### DESCRIPTION OF THE TASK
Lines that include the string "person" are the ones to copy from the entries below.

### SOURCE DATA
:::

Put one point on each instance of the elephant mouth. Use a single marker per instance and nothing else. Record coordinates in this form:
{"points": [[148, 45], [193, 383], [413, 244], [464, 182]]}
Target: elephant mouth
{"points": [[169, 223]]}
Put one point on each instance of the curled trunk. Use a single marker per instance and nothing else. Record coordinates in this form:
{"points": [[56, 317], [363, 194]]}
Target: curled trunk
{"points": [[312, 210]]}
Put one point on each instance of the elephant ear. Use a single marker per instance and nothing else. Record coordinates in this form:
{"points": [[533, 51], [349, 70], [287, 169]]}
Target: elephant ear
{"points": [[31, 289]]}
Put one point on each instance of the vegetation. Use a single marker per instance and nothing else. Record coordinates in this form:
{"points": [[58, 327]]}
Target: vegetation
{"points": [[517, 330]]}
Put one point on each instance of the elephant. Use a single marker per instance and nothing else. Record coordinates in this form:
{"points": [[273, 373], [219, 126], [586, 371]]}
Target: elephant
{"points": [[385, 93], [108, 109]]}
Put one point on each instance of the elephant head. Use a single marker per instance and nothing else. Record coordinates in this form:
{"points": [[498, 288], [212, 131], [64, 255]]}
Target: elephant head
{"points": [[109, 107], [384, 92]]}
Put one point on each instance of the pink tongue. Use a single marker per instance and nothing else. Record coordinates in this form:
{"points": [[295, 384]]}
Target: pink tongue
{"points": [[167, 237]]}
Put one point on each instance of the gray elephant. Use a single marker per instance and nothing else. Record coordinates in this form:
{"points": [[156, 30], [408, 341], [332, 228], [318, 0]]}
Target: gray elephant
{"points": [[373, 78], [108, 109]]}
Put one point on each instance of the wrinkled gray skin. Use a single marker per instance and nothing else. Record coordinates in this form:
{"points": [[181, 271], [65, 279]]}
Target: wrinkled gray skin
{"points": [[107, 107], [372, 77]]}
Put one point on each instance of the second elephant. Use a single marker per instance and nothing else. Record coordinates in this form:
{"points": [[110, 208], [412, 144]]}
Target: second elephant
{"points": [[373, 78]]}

:::

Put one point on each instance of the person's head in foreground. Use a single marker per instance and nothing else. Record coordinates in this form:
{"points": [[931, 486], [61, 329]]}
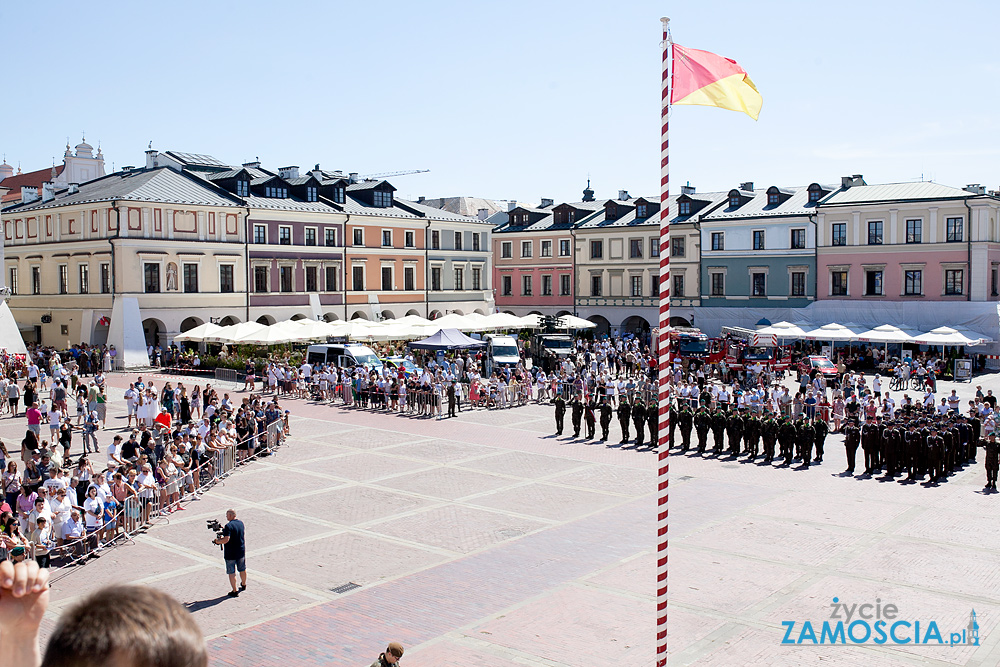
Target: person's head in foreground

:::

### OUTPUT OF THE EXERCISE
Put one point on each instance of the person's head in foreground. Use a single marker per instance and nothing else. Record coordinates in this form:
Target: person's head in foreground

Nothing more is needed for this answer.